Texte fourni:
╔══

Gérard Chaurand

LA FORÊT ARDÉCHOISE

 

Fransylva, la Fédération des Forestiers Privés de France, fait la promotion d’une gestion responsable et durable de la forêt. Son Président pour la région Auvergne-Rhône-Alpes, Gérard Chaurand, qui fut aussi le Président de notre association de 1999 à 2002, nous parle de son évolution et des défis qu’elle rencontre aujourd’hui.

 

Pas difficile de rencontrer la forêt ardéchoise. Elle recouvre plus de la moitié de la surface du département (56%). Mais pour en comprendre toutes les subtilités, il fallait un vrai guide. Gérard Chaurand est un passionné. Installé à Payzac, dans la demeure familiale surplombant l’immensité d’un paysage se rependant vers le sud, il m’a invité à observer la forêt qui l’entoure. Il semblait émerveillé en regardant ces étendues boisées comme s’il les découvrait pour la première fois. Sa passion remonte à l’adolescence. Il aimait se promener dans les grandes et belles forêts. Il parle même de fascination. Et puis au fil du temps cette séduction s’est concrétisée en achats de parcelles. Ainsi à partir de cette implication à priori anodine, son attachement à la forêt ardéchoise allait se concrétiser en un véritable engagement. Gérard Chaurand tient d’abord à rappeler que si cette forêt est en pleine expansion, si son augmentation peut être ressentie comme un ravissement, elle le doit avant tout à des conséquences socio-économiques. Le déclin du monde agricole, l’abandon des terres cultivées depuis la fin de la seconde guerre mondiale, la modernisation des moyens de production, telles sont les principales raisons de son développement spectaculaire.

╚══

Entrées de la collection:
╔══

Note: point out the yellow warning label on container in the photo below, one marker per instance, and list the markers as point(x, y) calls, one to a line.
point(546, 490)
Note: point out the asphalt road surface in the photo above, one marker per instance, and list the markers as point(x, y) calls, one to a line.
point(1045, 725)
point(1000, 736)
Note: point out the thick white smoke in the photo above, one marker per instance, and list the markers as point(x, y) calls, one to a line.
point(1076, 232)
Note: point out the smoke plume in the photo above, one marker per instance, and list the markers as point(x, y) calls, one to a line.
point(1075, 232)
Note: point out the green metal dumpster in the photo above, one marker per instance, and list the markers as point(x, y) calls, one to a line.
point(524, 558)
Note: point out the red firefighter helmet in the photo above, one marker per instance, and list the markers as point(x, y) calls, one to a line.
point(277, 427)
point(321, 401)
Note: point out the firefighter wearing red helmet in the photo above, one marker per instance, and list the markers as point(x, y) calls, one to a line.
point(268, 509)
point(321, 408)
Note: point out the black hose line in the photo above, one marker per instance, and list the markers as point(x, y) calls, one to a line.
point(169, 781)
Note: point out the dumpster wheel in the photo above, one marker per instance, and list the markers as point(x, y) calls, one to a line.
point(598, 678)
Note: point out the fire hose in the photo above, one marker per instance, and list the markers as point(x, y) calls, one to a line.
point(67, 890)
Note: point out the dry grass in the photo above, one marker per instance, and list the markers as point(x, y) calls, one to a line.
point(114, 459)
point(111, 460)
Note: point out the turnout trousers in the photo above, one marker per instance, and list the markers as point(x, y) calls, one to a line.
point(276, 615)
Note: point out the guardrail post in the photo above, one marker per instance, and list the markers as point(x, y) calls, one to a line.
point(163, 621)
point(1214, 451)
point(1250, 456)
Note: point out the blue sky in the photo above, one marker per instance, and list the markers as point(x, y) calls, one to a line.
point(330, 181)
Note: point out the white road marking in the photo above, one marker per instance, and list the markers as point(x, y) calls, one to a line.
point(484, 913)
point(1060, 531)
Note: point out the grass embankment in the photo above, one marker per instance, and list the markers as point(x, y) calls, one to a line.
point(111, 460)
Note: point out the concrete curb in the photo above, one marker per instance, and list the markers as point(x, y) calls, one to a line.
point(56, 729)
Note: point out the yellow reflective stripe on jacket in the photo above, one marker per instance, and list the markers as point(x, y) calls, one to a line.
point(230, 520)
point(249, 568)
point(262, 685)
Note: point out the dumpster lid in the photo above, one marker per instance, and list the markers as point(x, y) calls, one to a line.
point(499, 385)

╚══

Objectifs:
(a) D'après le texte sur la forêt ardéchoise, quelle part de la surface du département cette forêt recouvre-t-elle ?
(b) Indiquez si chacune des affirmations suivantes s'accorde avec le texte sur la forêt ardéchoise, en citant les mots décisifs du texte : (i) Gérard Chaurand a présidé l'association de 1999 à 2002 ; (ii) la passion de Gérard Chaurand pour la forêt remonte à l'âge adulte ; (iii) l'abandon des terres cultivées compte parmi les raisons du développement de la forêt.
(c) Poursuivez le texte sur la forêt ardéchoise à partir de sa dernière phrase.

Résultats par consigne:
(a) Elle recouvre plus de la moitié de la surface du département, soit 56 %.

(b)
(i) Oui : « qui fut aussi le Président de notre association de 1999 à 2002 ».
(ii) Non : « Sa passion remonte à l’adolescence. »
(iii) Oui : « l’abandon des terres cultivées depuis la fin de la seconde guerre mondiale ».

(c)
L’originalité de cette forêt, l’une de ses principales spécificités, est la variété et la diversité de ses essences. Le patron de Fransylva peut toutes les énumérer. Elles sont rappelle-t-il, à l’image des contrastes géographiques et climatiques du département. Il n’est pas étonnant alors de trouver des aulnes et des peupliers sur les bords du Rhône, à 50 mètres d’altitude, des chênes verts et des pins noirs d’Autriche dans le sud méditerranéen du département, alors que ce sont essentiellement des pins maritimes qui dominent sa partie cévenole. Et quand on monte à l’étage montagnard, entre 800 et 1400 mètres d’altitude, on y trouve alors des sapins et des hêtres. Cette énumération ne se prétend pas exhaustive. Elle reflète seulement la richesse de la palette d’essences qui compose le paysage ardéchois.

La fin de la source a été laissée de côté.